**Saved entries**
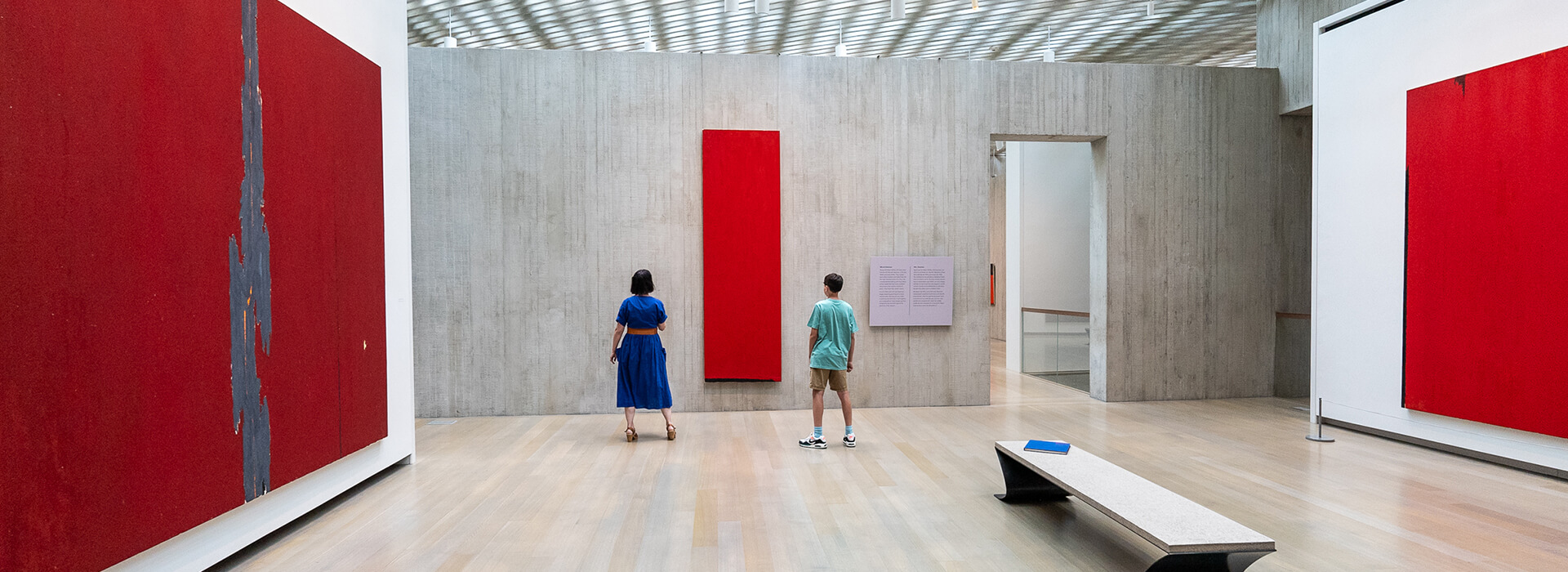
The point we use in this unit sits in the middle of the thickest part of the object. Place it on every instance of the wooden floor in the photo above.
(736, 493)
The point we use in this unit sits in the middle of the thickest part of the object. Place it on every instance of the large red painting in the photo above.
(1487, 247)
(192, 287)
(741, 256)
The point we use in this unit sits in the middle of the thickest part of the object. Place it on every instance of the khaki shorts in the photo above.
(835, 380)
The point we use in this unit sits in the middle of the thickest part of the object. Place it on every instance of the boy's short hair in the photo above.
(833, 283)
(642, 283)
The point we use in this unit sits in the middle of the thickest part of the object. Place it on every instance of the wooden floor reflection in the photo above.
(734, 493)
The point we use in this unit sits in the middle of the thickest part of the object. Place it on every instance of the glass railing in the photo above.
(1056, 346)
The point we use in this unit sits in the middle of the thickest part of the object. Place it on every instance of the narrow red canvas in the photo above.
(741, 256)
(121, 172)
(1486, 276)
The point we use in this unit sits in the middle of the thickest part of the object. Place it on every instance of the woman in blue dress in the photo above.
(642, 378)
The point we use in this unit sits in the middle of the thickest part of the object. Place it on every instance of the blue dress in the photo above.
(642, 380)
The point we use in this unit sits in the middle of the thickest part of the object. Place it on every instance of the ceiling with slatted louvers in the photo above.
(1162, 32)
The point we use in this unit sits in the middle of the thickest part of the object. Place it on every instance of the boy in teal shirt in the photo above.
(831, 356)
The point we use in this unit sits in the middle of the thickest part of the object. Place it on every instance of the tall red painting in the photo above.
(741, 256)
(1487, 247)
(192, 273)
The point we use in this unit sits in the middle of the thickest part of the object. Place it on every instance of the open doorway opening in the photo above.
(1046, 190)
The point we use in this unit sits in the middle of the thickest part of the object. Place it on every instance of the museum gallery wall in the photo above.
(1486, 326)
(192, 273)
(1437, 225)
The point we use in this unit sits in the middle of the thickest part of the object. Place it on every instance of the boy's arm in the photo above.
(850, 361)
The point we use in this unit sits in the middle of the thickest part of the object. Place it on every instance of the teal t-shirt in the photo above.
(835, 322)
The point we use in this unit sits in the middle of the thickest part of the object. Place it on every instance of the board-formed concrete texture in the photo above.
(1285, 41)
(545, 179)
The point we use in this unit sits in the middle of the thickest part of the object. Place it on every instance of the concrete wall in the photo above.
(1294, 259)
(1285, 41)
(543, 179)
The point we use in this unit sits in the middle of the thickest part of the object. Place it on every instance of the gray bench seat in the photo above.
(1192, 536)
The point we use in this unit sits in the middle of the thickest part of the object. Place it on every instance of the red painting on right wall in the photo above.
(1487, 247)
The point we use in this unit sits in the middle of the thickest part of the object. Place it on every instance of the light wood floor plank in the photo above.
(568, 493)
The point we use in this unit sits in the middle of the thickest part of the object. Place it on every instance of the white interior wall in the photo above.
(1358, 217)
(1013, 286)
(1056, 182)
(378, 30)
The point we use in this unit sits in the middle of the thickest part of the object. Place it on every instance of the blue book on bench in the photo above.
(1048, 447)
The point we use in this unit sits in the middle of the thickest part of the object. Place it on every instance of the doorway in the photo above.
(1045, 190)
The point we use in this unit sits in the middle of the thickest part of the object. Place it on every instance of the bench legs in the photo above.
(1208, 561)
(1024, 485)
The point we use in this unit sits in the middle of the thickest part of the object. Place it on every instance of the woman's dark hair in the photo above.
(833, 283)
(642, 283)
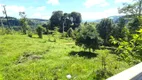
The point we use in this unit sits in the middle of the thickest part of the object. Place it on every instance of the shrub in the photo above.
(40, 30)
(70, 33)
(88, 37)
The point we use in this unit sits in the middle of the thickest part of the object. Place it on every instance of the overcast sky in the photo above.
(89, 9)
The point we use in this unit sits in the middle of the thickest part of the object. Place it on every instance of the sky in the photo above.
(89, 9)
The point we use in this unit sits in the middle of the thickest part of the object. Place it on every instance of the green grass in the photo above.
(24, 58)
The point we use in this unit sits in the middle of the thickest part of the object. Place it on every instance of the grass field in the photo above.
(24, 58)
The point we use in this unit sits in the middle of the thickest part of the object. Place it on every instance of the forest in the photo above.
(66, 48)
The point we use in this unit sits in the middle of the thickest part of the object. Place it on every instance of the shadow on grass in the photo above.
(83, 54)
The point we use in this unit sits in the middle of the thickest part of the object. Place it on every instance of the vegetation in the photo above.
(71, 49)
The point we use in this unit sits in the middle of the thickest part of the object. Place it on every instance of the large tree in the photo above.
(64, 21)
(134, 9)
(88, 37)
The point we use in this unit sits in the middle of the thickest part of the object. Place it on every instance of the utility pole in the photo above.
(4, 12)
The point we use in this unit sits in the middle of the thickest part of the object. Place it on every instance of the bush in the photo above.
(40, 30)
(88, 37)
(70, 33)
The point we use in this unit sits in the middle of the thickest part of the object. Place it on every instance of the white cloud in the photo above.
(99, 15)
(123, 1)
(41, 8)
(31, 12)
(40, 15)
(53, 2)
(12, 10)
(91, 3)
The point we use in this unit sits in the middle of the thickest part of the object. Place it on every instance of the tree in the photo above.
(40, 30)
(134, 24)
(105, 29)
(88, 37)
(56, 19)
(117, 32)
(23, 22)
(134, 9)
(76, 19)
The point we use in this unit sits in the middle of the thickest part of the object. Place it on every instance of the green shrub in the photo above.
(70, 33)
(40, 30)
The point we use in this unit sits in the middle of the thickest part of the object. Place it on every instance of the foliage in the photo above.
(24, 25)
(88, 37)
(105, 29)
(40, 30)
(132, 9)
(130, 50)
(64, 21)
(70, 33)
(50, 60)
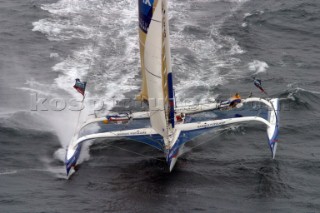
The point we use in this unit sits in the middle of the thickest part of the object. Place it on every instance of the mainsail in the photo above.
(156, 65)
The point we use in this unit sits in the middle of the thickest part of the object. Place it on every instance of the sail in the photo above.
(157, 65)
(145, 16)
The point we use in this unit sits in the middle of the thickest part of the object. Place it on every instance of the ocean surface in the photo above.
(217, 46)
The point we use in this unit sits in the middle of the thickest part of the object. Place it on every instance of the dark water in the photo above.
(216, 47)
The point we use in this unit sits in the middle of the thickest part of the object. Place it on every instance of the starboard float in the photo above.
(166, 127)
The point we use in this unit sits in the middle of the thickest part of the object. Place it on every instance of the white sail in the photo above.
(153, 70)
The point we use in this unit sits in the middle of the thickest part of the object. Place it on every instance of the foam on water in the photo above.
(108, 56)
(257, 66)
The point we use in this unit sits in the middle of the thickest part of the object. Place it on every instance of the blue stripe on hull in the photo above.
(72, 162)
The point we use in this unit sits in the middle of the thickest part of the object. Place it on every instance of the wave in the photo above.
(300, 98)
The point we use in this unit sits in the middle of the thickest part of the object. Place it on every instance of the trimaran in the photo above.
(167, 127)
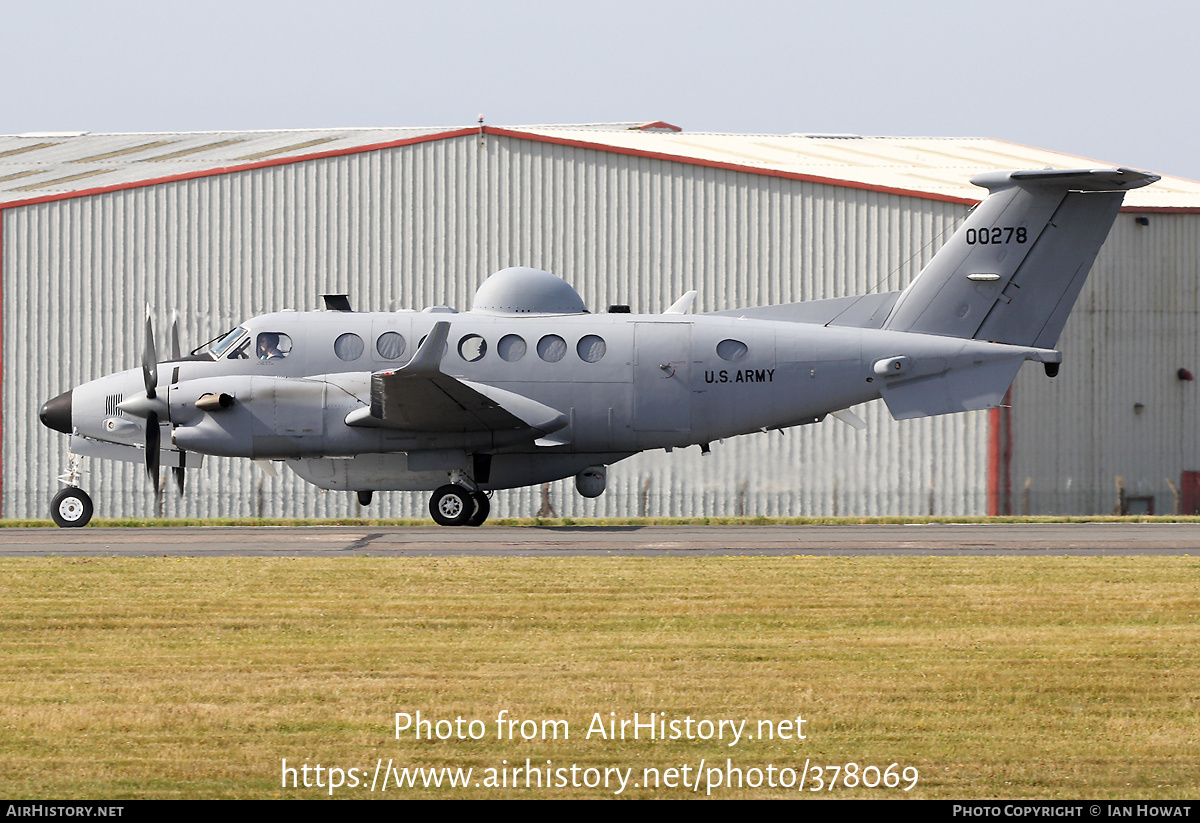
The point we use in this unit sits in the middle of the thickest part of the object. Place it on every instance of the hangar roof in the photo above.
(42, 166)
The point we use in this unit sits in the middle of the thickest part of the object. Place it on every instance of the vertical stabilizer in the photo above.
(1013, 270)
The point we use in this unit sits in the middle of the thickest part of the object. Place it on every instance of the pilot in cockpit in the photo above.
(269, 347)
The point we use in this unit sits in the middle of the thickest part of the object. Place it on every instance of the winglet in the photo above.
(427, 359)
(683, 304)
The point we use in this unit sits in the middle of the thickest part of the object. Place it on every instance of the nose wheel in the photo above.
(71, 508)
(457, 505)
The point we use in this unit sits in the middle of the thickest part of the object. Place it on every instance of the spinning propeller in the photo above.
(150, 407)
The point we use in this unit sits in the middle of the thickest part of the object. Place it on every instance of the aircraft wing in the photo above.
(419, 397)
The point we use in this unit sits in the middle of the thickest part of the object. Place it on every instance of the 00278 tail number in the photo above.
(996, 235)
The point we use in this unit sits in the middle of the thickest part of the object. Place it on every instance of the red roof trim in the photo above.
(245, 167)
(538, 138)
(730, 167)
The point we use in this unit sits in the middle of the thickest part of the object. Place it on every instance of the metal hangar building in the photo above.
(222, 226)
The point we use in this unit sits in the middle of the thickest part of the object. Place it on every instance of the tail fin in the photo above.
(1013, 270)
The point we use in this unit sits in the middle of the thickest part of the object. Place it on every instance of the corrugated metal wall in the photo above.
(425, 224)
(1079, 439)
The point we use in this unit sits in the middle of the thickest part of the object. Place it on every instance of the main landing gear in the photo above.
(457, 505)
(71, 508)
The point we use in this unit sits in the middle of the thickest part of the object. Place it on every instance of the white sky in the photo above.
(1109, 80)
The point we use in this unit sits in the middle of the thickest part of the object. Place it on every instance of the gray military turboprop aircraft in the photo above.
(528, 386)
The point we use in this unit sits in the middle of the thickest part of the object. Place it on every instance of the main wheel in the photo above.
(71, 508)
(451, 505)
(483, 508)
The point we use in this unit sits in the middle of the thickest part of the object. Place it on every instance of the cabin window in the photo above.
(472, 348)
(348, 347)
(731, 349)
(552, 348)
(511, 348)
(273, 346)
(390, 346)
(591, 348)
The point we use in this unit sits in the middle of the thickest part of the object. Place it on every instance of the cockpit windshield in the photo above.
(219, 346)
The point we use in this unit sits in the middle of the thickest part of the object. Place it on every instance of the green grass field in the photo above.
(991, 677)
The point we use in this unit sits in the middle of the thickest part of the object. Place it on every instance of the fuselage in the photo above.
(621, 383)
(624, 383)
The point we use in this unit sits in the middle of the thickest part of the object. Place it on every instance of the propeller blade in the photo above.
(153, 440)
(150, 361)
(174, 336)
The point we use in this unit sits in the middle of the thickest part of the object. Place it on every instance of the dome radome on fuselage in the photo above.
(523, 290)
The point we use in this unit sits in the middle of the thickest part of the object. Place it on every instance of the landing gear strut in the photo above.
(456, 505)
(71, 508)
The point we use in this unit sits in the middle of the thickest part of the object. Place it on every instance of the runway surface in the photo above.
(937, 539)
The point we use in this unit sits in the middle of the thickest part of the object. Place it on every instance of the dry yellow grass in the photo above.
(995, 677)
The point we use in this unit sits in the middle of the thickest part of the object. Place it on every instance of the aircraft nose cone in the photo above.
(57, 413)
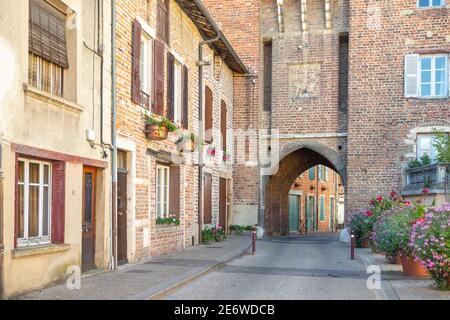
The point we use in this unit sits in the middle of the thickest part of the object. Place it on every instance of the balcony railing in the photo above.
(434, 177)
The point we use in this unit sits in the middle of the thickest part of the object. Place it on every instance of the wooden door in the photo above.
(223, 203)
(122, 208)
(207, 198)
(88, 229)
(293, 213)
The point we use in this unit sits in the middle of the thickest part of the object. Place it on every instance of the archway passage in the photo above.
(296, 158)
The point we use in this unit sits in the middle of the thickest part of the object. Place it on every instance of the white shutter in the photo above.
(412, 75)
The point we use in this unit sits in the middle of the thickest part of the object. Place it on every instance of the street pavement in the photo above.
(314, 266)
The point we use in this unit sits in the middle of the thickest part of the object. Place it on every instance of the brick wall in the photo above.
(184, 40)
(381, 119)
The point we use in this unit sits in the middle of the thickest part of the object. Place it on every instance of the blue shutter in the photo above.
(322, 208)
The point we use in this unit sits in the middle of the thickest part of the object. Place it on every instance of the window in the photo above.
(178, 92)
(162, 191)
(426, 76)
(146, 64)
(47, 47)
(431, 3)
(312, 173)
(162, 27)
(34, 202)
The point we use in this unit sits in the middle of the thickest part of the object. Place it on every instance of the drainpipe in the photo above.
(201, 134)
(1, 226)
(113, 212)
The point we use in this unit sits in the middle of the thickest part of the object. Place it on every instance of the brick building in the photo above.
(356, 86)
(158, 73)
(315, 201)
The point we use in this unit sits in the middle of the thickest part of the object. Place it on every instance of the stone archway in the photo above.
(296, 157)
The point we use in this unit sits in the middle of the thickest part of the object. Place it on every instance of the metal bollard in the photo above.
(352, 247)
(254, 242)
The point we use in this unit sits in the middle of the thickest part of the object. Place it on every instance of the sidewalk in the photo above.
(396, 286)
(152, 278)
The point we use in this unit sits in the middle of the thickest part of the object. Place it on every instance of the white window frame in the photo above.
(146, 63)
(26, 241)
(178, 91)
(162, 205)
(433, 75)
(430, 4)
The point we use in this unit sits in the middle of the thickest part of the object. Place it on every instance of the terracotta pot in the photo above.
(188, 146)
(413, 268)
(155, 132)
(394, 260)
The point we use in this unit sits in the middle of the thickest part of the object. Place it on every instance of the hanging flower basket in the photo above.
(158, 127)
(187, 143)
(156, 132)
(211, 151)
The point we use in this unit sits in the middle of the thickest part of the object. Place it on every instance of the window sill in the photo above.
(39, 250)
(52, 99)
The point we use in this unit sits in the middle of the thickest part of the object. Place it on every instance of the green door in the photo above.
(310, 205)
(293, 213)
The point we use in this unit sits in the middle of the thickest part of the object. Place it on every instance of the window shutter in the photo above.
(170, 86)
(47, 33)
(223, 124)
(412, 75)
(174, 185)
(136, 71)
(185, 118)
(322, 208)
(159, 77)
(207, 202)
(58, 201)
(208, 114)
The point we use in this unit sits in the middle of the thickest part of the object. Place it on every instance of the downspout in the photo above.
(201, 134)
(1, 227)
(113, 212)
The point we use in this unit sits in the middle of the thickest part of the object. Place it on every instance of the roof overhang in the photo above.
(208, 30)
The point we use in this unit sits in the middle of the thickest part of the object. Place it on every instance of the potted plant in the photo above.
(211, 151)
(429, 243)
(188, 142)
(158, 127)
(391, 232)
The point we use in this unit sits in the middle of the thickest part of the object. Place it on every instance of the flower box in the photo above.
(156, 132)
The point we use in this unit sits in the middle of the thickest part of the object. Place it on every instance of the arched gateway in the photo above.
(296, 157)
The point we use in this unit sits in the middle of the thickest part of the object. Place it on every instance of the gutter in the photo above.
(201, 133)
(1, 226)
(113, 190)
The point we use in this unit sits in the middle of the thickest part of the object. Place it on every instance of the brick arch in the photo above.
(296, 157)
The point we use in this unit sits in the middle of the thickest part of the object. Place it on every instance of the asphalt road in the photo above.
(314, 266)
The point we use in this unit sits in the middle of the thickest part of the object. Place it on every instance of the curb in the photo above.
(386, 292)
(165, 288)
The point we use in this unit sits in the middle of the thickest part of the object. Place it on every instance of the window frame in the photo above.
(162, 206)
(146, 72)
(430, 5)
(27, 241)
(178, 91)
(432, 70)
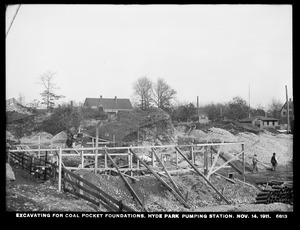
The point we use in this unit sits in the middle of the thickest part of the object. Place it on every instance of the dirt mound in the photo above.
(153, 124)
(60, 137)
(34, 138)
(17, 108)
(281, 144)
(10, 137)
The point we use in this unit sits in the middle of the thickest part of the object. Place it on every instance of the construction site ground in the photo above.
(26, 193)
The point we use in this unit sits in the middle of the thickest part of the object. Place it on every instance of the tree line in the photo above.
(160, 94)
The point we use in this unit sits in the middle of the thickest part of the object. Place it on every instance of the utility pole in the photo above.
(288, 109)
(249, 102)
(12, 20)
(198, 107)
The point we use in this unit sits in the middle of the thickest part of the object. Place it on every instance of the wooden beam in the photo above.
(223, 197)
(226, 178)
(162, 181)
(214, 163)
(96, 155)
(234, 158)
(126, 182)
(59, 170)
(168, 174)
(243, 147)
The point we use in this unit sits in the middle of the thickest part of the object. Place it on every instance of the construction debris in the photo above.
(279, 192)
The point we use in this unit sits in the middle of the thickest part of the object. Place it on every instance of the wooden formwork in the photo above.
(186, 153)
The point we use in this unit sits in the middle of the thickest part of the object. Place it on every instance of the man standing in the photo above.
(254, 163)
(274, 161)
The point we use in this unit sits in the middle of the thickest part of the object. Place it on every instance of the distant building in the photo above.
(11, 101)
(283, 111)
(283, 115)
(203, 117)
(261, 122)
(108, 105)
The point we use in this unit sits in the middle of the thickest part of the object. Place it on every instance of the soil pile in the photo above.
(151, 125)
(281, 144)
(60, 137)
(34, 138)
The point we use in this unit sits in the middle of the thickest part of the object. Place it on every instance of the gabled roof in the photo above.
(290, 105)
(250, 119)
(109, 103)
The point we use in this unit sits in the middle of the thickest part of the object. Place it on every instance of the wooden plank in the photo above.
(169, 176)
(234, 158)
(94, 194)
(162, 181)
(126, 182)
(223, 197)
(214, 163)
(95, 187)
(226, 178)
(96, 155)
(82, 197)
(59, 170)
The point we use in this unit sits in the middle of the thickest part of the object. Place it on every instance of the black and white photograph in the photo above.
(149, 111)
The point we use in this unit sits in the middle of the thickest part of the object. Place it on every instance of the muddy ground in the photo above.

**TASK GOAL**
Starting from the line with "beam in the photo above." and ending with the final line of the data, quote every line exactly, both ends included.

**CORRECT RESULT**
The point we use in this unit sits in the middle of the thickest part of the object. Place it on every instance of the wooden beam in the photo above.
(223, 197)
(226, 178)
(162, 181)
(214, 163)
(96, 155)
(234, 158)
(126, 182)
(59, 170)
(168, 174)
(243, 147)
The point we use in this unit sits in the middle of the thickest part of the object. Place it on every instance of the construction debris in the photo above.
(279, 192)
The point we use in this unit sits in the middle of the thickest part of the object. Place it on every instance of the wooden formwork in the photo above.
(186, 153)
The point we use in this unit sits in the middle of the thickest part of the object. Place it on every instance of the man standing in the photo above.
(254, 163)
(274, 161)
The point we use in this unit sits in the middle of the thickest part of the object. Place it on every instance of the distant building in the photo above.
(11, 101)
(283, 111)
(283, 115)
(203, 117)
(261, 122)
(108, 105)
The point we use in this unit sits in the middle of the thickest part of the object. Place it on every instance of the soil pile in the photo above.
(151, 125)
(281, 144)
(60, 137)
(34, 138)
The point we use in this unit sits in the middle of the thickest part of the object. Place it on every instance of the gabled roof in the photo above.
(290, 105)
(250, 119)
(109, 103)
The point we use in this unit sits in the middle of the thickest part of the object. Place it on every instance of the wooden plank in the photo above.
(169, 176)
(234, 158)
(94, 194)
(162, 181)
(126, 182)
(223, 197)
(214, 163)
(95, 187)
(226, 178)
(96, 155)
(82, 197)
(59, 170)
The point we use in this unit sits in the middle of the thickest part of the object. Place it on every instance of the black and white photograph in the photo above.
(149, 111)
The point we use in this unit sits in the middle of the thickest part of the object. Place it on every instance of the muddy ground in the photo above.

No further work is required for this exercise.